Fragmento del texto >>
==================================================

Desde hace algo más de un mes Rusia viene desempeñando un papel muy activo en la desastrosa guerra civil que vive Siria.
El pasado 30 de septiembre inició una campaña de bombardeos aéreos sobre objetivos sirios, tras recibir una petición de ayuda de las autoridades de Damasco. Hasta entonces el Kremlin se había limitado a ejercer un papel político, defendiendo al actual presidente, Bashar Asad. Jugaba sólo con los peones, pero ahora ha sacado los alfiles y las torres, dispuesto a ganar la partida de ajedrez.
La segunda causa es estrictamemente militar. El avance hacia el oeste de las huestes del EI estaba haciendo peligrar la integridad de la base naval rusa situada en Tartus, un valioso activo estratégico emplazado en el Mar Mediterráneo. Tartus no cuenta con aeropuerto y el más más cercano es el internacional de Latakia, localizado a 60 kilómetros al norte. Las operaciones se lanzan precisamente desde la contigua base aérea de Hmeymim, donde se emplean al menos 50 aviones y helicópteros, incluidos los modernos cazabombarderos biplazas Su-34, pero también los Su-24M y Su-25, además de equipo de vigilancia por satélite y aviones no tripulados, los conocidos "drones".
Finalmente existe una cuarta motivación, la geopolítica. Moscú ha apostado muy fuerte por fortalecer su presencia en Oriente Medio como potencia de primer orden, después de las guerras fracasadas de Irak y Afganistán. Siria es una pieza esencial en el tablero de la región. Se busca a toda costa evitar que quede dividida en tres partes: suní, chií y kurda. En eso Rusia coincide con Occidente. Si Siria se fragmentara en varios Estados y cayera en un "escenario yugoslavo", entonces habría ganado el Estado Islámico.
Las operaciones han aumentado si cabe la enorme popularidad de Vladímir Putin. La aceptación del presidente ruso ha llegado hasta la cota del 89,9%; comenzó a crecer a principios de 2014 tras la anexión de Crimea y no ha bajado del 80% desde hace año y medio.
El movimiento, sin embargo, también está teniendo un enorme coste. No sólo económico. Ha puesto a Rusia en el disparadero del EI, rabiosa de su intervención. Sólo así se explica el mortífera atentado con bomba del avión A321 de la compañía rusa Kogalimavia en el balneario egipcio de Sharm el Sheikh.

==================================================

Material recopilado >>

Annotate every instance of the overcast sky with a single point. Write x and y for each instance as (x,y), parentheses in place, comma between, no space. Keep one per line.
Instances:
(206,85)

==================================================

Tarea A >> Según el fragmento del texto, ¿por qué quiere Rusia evitar que Siria quede dividida? Responde en una a tres oraciones.
Tarea B >> Indica, por favor, si cada afirmación coincide con el fragmento del texto. Responde sí o no y cita literalmente las palabras del texto que lo deciden. (i) Rusia empezó a bombardear objetivos sirios el 30 de septiembre, después de que Damasco le pidiera ayuda. (ii) Tartus tiene aeropuerto propio. (iii) La aceptación de Putin ha bajado del 80% durante el último año.
Tarea C >> Según el fragmento del texto, ¿cuántos aviones y helicópteros se emplean como mínimo en la base aérea de Hmeymim?
No hace falta consultar el listado.

Respuesta A >> Porque, si Siria se fragmentara en varios Estados y cayera en un "escenario yugoslavo", habría ganado el Estado Islámico. Para Moscú, Siria es una pieza esencial en el tablero de la región, donde busca fortalecer su presencia como potencia de primer orden.

Respuesta B >>
(i) Sí: "El pasado 30 de septiembre inició una campaña de bombardeos aéreos sobre objetivos sirios, tras recibir una petición de ayuda de las autoridades de Damasco."
(ii) No: "Tartus no cuenta con aeropuerto".
(iii) No: "no ha bajado del 80% desde hace año y medio".

Respuesta C >> Al menos 50 aviones y helicópteros.